• Passage provided:
#### Answer

See proof below.

#### Work Step by Step

For a product, we have at least two factors (a product of one term makes no sense), so we prove that the formula is true for any $n\geq 2$
$1. \ (\mathrm{b}\mathrm{a}\mathrm{s}\mathrm{e})$ Check that the formula holds for $n=2$.
We are given by the problem text that
$f(x_{1}\cdot x_{2})=f(x_{1})+f(x_{2})$
$\qquad $
Yes, it is true when $n=2.$
$2. \ (\mathrm{s}\mathrm{t}\mathrm{e}\mathrm{p})$ Prove that IF the formula holds for any positive integer $n=k$, THEN it also holds for the next integer, $n=k+1$.
Let us assume that for $n=k$,
$ f(x_{1}\cdot x_{2}\cdots\cdot x_{k})=f(x_{1})+f(x_{2})+\ldots+f(x_{k})$
(we call this the step hypothesis)

• Exercise:
Summarize the induction proof above in two sentences.

• Record list:
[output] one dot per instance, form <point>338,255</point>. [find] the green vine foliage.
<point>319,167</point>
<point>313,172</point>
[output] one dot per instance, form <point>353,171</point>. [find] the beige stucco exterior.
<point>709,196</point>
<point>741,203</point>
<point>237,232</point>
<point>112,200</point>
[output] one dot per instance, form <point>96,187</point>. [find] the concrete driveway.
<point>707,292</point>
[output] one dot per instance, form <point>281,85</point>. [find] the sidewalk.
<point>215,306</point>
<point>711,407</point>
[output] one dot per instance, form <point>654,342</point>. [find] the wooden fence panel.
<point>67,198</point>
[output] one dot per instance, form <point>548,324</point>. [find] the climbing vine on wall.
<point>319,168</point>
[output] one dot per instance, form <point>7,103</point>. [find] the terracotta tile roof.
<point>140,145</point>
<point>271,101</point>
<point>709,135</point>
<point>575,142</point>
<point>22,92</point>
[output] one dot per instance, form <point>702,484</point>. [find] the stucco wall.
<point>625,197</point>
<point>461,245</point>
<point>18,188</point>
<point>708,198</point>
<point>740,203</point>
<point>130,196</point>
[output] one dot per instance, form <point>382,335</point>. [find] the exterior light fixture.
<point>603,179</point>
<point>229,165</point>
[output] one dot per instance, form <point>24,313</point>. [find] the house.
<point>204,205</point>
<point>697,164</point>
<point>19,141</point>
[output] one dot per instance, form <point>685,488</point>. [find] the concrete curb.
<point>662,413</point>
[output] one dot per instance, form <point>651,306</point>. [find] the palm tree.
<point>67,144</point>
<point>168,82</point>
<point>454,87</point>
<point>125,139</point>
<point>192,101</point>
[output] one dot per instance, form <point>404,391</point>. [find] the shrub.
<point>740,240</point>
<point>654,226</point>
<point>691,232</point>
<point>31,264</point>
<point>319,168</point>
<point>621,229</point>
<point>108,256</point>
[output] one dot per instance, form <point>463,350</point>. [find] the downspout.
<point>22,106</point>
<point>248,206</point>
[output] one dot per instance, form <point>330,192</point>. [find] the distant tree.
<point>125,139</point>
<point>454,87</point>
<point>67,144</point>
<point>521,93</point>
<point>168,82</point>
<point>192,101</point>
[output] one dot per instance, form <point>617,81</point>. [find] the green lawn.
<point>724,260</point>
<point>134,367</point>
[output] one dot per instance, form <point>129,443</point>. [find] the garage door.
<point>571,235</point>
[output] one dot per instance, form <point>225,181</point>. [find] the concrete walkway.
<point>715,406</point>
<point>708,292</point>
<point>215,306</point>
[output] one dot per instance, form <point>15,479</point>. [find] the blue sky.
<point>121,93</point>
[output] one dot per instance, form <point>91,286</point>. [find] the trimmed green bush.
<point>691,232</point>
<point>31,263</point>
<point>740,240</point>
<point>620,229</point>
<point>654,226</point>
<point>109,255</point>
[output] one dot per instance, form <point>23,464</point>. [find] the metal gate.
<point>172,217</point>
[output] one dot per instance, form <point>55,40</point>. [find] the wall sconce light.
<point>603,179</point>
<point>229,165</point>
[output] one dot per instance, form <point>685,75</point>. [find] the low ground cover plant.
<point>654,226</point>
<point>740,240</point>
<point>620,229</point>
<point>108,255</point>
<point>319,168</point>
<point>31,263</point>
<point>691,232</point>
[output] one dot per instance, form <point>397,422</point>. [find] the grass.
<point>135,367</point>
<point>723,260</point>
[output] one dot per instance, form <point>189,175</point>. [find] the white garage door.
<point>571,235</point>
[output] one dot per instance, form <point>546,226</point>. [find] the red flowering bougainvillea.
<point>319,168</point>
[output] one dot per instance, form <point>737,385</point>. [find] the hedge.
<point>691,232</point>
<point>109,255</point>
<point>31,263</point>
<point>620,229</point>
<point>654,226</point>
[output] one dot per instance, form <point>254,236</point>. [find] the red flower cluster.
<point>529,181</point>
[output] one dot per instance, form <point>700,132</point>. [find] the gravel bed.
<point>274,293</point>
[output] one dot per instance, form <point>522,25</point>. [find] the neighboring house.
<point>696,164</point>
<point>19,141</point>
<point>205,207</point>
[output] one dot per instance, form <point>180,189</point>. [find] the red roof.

• Response to this task:
The proof aims to show the formula is true for every n ≥ 2, since a product needs at least two factors, and the base case n = 2 holds because the problem gives f(x₁·x₂) = f(x₁) + f(x₂). For the step, which must show that the formula holding for n = k means it also holds for n = k + 1, it assumes f(x₁·x₂···xₖ) = f(x₁) + f(x₂) + … + f(xₖ) and calls this the step hypothesis.